## START Page excerpt
I think this is simply task deduplication at work: http://docs.pyinvoke.org/en/1.0/concepts/invoking-tasks.html#task-deduplication

The way deduplication works under the hood can be seen here:


So, next steps?

dgrine commented 6 years ago

Thanks for the extensive reply!

My understanding is that task deduplication prevents the same task from running more than once during a session. As you said, it all boils down to the definition of task equality.

I would argue that tasks located in different files should never be considered equal, regardless of their name. In the original example, not only are the names the same, they even share the same body. However, they refer to different data, making them - imo - different tasks: the results of the two tasks cannot be assumed to be equal.

As for our use case, you guessed correctly: we indeed have multiple subpackages located in some folder where each subpackage is assumed to implement a set of tasks (this forms the interface, in a sense). These subpackages are not known beforehand: they are put there by some external mechanism. The top-level tasks.py file is in charge of:

Put simply: it provides an abstraction that forwards to the actual subpackage implementations.
## END Page excerpt
## START Supplied records
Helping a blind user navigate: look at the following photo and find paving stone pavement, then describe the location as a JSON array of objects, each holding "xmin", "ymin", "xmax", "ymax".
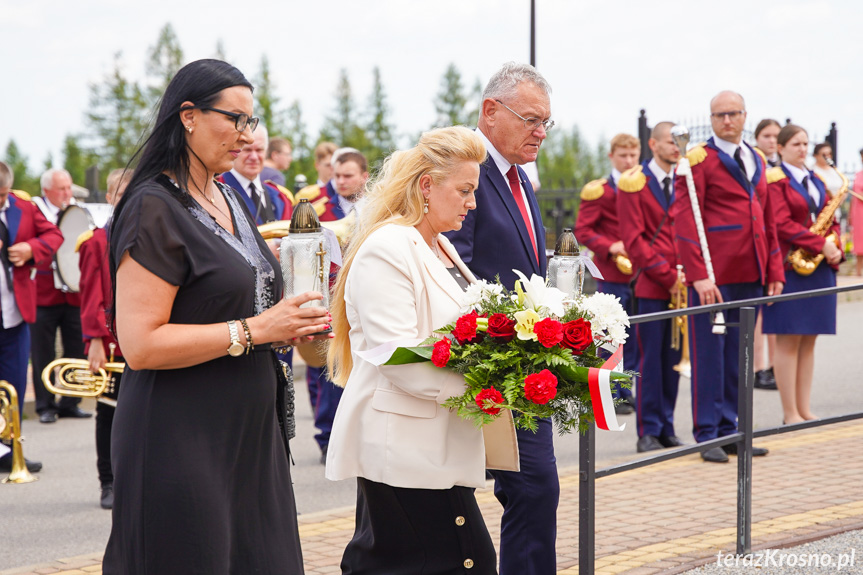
[{"xmin": 6, "ymin": 421, "xmax": 863, "ymax": 575}]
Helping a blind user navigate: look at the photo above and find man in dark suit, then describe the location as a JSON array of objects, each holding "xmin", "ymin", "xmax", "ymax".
[
  {"xmin": 671, "ymin": 91, "xmax": 785, "ymax": 463},
  {"xmin": 617, "ymin": 122, "xmax": 685, "ymax": 452},
  {"xmin": 446, "ymin": 62, "xmax": 560, "ymax": 575},
  {"xmin": 220, "ymin": 124, "xmax": 293, "ymax": 225},
  {"xmin": 0, "ymin": 162, "xmax": 63, "ymax": 472}
]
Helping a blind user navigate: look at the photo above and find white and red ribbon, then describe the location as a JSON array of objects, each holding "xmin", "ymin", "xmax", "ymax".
[{"xmin": 587, "ymin": 345, "xmax": 626, "ymax": 431}]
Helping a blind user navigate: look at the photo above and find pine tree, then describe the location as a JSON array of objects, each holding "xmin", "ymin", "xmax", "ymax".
[
  {"xmin": 434, "ymin": 64, "xmax": 470, "ymax": 127},
  {"xmin": 146, "ymin": 23, "xmax": 183, "ymax": 105},
  {"xmin": 366, "ymin": 66, "xmax": 395, "ymax": 168},
  {"xmin": 87, "ymin": 53, "xmax": 148, "ymax": 184}
]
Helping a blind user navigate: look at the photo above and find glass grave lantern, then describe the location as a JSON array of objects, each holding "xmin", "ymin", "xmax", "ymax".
[
  {"xmin": 547, "ymin": 228, "xmax": 584, "ymax": 306},
  {"xmin": 279, "ymin": 199, "xmax": 331, "ymax": 333}
]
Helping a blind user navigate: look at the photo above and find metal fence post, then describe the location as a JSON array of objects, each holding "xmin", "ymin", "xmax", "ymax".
[
  {"xmin": 737, "ymin": 307, "xmax": 756, "ymax": 555},
  {"xmin": 578, "ymin": 423, "xmax": 596, "ymax": 575}
]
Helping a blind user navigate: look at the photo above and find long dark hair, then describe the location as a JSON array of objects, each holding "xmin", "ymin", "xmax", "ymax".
[{"xmin": 108, "ymin": 59, "xmax": 253, "ymax": 331}]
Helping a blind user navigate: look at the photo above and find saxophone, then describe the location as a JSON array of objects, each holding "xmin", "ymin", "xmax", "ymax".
[{"xmin": 788, "ymin": 166, "xmax": 848, "ymax": 276}]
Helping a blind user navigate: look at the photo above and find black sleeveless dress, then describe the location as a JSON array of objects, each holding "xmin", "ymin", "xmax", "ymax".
[{"xmin": 102, "ymin": 176, "xmax": 303, "ymax": 575}]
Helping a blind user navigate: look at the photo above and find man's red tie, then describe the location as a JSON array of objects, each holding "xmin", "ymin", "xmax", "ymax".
[{"xmin": 506, "ymin": 165, "xmax": 539, "ymax": 263}]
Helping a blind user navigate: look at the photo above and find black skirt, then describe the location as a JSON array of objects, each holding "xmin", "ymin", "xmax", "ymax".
[{"xmin": 341, "ymin": 477, "xmax": 497, "ymax": 575}]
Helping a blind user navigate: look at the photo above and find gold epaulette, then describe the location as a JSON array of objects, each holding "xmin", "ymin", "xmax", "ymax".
[
  {"xmin": 752, "ymin": 148, "xmax": 767, "ymax": 164},
  {"xmin": 75, "ymin": 230, "xmax": 93, "ymax": 254},
  {"xmin": 766, "ymin": 166, "xmax": 788, "ymax": 184},
  {"xmin": 617, "ymin": 165, "xmax": 647, "ymax": 193},
  {"xmin": 686, "ymin": 142, "xmax": 707, "ymax": 166},
  {"xmin": 264, "ymin": 180, "xmax": 297, "ymax": 204},
  {"xmin": 581, "ymin": 178, "xmax": 608, "ymax": 201}
]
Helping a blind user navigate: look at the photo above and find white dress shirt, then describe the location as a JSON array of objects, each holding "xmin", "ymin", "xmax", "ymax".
[
  {"xmin": 713, "ymin": 135, "xmax": 755, "ymax": 182},
  {"xmin": 476, "ymin": 128, "xmax": 536, "ymax": 238}
]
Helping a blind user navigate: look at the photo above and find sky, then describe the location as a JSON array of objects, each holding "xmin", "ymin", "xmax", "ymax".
[{"xmin": 0, "ymin": 0, "xmax": 863, "ymax": 182}]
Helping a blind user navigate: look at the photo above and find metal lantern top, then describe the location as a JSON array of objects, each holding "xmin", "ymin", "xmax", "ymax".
[{"xmin": 288, "ymin": 199, "xmax": 321, "ymax": 234}]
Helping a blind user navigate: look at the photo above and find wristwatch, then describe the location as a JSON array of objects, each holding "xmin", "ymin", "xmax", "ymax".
[{"xmin": 227, "ymin": 320, "xmax": 246, "ymax": 357}]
## END Supplied records
To-do list:
1. Return the passage of the task deduplication discussion that opens with the words containing "I think this" and closes with "So, next steps?", copying it verbatim.
2. Write the next part of the task deduplication discussion, picking up after its final sentence.

Answers to the exercises:
1.
I think this is simply task deduplication at work: http://docs.pyinvoke.org/en/1.0/concepts/invoking-tasks.html#task-deduplication

The way deduplication works under the hood can be seen here:


So, next steps?

2.
As for the current task equality check, I thought it was based only on the __name__ attribute. However, I've played a bit more with it and was surprised that it is not just the name that is taken into account. Consider a slight variation on the original example:

├── __init__.py
├── one
│   ├── __init__.py
│   └── tasks.py
├── tasks.py
└── two
    ├── __init__.py
    └── tasks.py

If one/tasks.py and two/tasks.py have the same content:

from invoke import task
@task
def clean(context):
    print("clean sub")

Running the top-level clean task with nowrap (see original example) results in:

$ inv clean
clean sub
clean

Running it with wrap results in:

$ inv clean
clean sub
clean sub
clean

This is in accordance with the __name__ attribute being used to differentiate task equality. So far, so good.

However, when changing the body of two/tasks.py to:

from invoke import task
@task
def clean(context):
    print("something else")
    print("clean sub")

Surprisingly, this results in:

clean sub
something else
clean sub
clean

In other words: the tasks are considered to be different, even though they have the same __name__ attribute!

I've created a small example repository that reproduces this: https://github.com/dgrine/invoke-536

Finally, regarding work-arounds: this is not a blocking issue, I can cope with using the wrap/nowrap decorators. Everything else is working smoothly :-)

bitprophet commented 6 years ago

That last bit is interesting! I suspect it has to do with function equality and code caching or something along those lines. Will have to poke at it sometime. Thanks for the input as well, I do think that "same name? fall back to location check" probably is reasonable so we may go that route.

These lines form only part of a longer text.